## Instruction 1
Scale the coordinates in the answers of the records that follow the text below by 2.3, rounding each to a whole number with halves rounded up. Write out every line of the records again, requests included, with only those coordinates changed.

## Document text

========

As has been the theme lately, the art of growth through self-discipline is strongly continuing it's pursuit of great change within my life.


It is human tendency to experience strong aversion to change and grope for the familiar, even if change is a positive, for the familiar creates a convincing illusion of security.


However, the familiar more often than not implies stagnation, which is the exact opposite of what I need.


With this being so, I've spent a lot of time delving into the depths of my being, exploring the labyrinthine corridors of my soul, and coming to a myriad of resolutions.


Within Polyamory, communication is the key to happiness, which includes internal as well as external dialogue, complete honesty within and without, and a constant reassessment of needs.


As I'm once again returning to myself, I'm becoming more able to acknowledge who I am, who I'm not, what I'm capable of, what I'm not capable of, where I am, where I want to be, and the journey necessary to reach my internal and external goals.


Being okay with this brought me to another realization.


The beautiful aspect about Polyamory, is that you no longer need to feel pressured into being everything for one person, because as individuals we can only provide so much for ourselves and others until we begin to spread ourselves too thin, which results in an extremely unhealthy situation of inadvertently neglecting everything.


While Xenith and I have an astounding amount of similarities, we have a few very strong differences


Instead of feeling threatened by the possibility that someone can fill certain needs of Xenith that I cannot, I'm beginning to feel relieved and even happy that this is a tangible reality for Xenith and I.


I am currently spread too thin within our agreed upon dynamic concerning our Polyamorous relationship, which is only opening ourselves to romantic and sexual prospects together, not separately.

========

## Data in this exercise
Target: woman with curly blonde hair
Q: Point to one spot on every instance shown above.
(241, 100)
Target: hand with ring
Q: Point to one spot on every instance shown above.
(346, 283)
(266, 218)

========

## Instruction 2
Restate the text on polyamory and self-discipline above word for word, in full.

## Full response 1
Target: woman with curly blonde hair
Q: Point to one spot on every instance shown above.
(554, 230)
Target: hand with ring
Q: Point to one spot on every instance shown above.
(796, 651)
(612, 501)

## Full response 2
As has been the theme lately, the art of growth through self-discipline is strongly continuing it's pursuit of great change within my life.


It is human tendency to experience strong aversion to change and grope for the familiar, even if change is a positive, for the familiar creates a convincing illusion of security.


However, the familiar more often than not implies stagnation, which is the exact opposite of what I need.


With this being so, I've spent a lot of time delving into the depths of my being, exploring the labyrinthine corridors of my soul, and coming to a myriad of resolutions.


Within Polyamory, communication is the key to happiness, which includes internal as well as external dialogue, complete honesty within and without, and a constant reassessment of needs.


As I'm once again returning to myself, I'm becoming more able to acknowledge who I am, who I'm not, what I'm capable of, what I'm not capable of, where I am, where I want to be, and the journey necessary to reach my internal and external goals.


Being okay with this brought me to another realization.


The beautiful aspect about Polyamory, is that you no longer need to feel pressured into being everything for one person, because as individuals we can only provide so much for ourselves and others until we begin to spread ourselves too thin, which results in an extremely unhealthy situation of inadvertently neglecting everything.


While Xenith and I have an astounding amount of similarities, we have a few very strong differences


Instead of feeling threatened by the possibility that someone can fill certain needs of Xenith that I cannot, I'm beginning to feel relieved and even happy that this is a tangible reality for Xenith and I.


I am currently spread too thin within our agreed upon dynamic concerning our Polyamorous relationship, which is only opening ourselves to romantic and sexual prospects together, not separately.